Source records:

= = = = =

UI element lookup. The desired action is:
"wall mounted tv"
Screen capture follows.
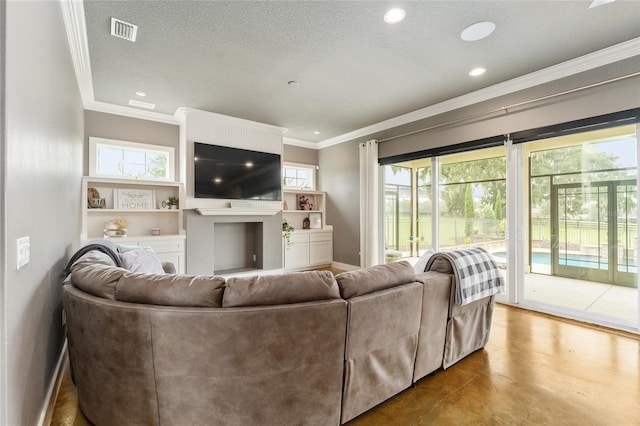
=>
[193,142,282,201]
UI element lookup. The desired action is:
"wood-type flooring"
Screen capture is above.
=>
[51,305,640,426]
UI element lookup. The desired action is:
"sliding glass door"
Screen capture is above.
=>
[523,125,638,324]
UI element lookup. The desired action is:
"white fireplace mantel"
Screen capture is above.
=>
[195,207,280,216]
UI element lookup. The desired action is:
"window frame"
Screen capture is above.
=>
[89,137,176,182]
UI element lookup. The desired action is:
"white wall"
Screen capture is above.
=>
[0,1,83,425]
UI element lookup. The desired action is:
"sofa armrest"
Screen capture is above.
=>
[413,271,453,382]
[162,262,176,274]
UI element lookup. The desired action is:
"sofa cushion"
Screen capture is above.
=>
[336,260,415,299]
[115,272,224,308]
[429,255,453,274]
[222,271,340,307]
[69,251,127,300]
[120,247,164,274]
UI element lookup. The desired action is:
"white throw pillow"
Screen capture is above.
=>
[120,247,164,274]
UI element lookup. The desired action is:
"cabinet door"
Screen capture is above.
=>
[283,233,309,269]
[309,241,333,265]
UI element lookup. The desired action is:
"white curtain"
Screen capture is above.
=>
[359,139,379,268]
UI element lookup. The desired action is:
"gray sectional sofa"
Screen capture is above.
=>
[63,250,493,426]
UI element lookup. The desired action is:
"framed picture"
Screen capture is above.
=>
[309,213,322,229]
[113,188,156,210]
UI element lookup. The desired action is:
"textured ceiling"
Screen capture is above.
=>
[84,0,640,142]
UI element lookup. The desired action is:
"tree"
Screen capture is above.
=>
[531,144,628,217]
[440,157,507,216]
[464,183,476,237]
[493,191,504,220]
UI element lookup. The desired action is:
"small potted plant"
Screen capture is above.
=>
[167,197,178,209]
[282,219,294,248]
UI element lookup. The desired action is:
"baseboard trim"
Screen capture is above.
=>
[38,338,68,426]
[331,262,360,271]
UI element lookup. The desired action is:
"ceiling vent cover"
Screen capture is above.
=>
[111,17,138,42]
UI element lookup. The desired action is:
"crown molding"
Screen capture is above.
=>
[60,0,94,108]
[84,100,180,125]
[282,137,318,149]
[60,0,640,149]
[317,38,640,149]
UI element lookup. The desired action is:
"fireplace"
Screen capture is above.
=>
[185,209,282,275]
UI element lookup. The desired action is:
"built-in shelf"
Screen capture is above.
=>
[196,208,280,216]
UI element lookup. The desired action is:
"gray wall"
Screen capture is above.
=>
[83,110,180,179]
[378,58,640,158]
[0,2,83,425]
[282,144,318,164]
[318,142,360,266]
[318,57,640,265]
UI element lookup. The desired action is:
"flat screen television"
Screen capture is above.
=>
[193,142,282,201]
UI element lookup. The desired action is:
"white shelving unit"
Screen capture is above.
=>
[80,176,185,273]
[282,190,333,271]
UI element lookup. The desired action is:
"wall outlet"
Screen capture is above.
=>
[16,237,31,269]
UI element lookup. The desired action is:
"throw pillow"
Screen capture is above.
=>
[120,247,164,274]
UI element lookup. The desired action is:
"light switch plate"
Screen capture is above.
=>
[16,237,31,269]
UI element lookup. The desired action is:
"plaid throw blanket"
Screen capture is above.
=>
[425,247,504,305]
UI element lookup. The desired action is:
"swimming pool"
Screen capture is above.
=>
[491,251,637,273]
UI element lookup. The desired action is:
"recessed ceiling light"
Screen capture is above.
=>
[384,7,406,24]
[589,0,616,9]
[469,67,487,77]
[460,21,496,41]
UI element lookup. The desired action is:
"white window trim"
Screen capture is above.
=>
[89,137,175,182]
[282,161,318,191]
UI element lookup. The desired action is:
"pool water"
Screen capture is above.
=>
[492,251,637,272]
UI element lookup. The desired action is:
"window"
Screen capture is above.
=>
[89,138,175,181]
[282,163,316,190]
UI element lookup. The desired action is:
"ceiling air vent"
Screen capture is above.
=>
[111,17,138,42]
[129,99,156,109]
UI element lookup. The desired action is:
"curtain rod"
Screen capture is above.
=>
[378,72,640,142]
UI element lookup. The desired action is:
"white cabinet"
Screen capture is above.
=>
[284,231,309,269]
[309,232,333,265]
[80,176,185,273]
[284,229,333,270]
[282,189,333,270]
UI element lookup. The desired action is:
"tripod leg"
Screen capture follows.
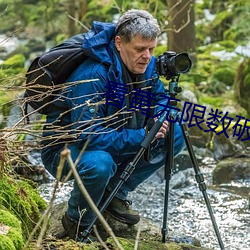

= = = = =

**Set problem:** Return each line of the data above that contains the string "throw". Case counts.

**Result for this task:**
"white throw pillow"
"throw pillow"
"plaid throw blanket"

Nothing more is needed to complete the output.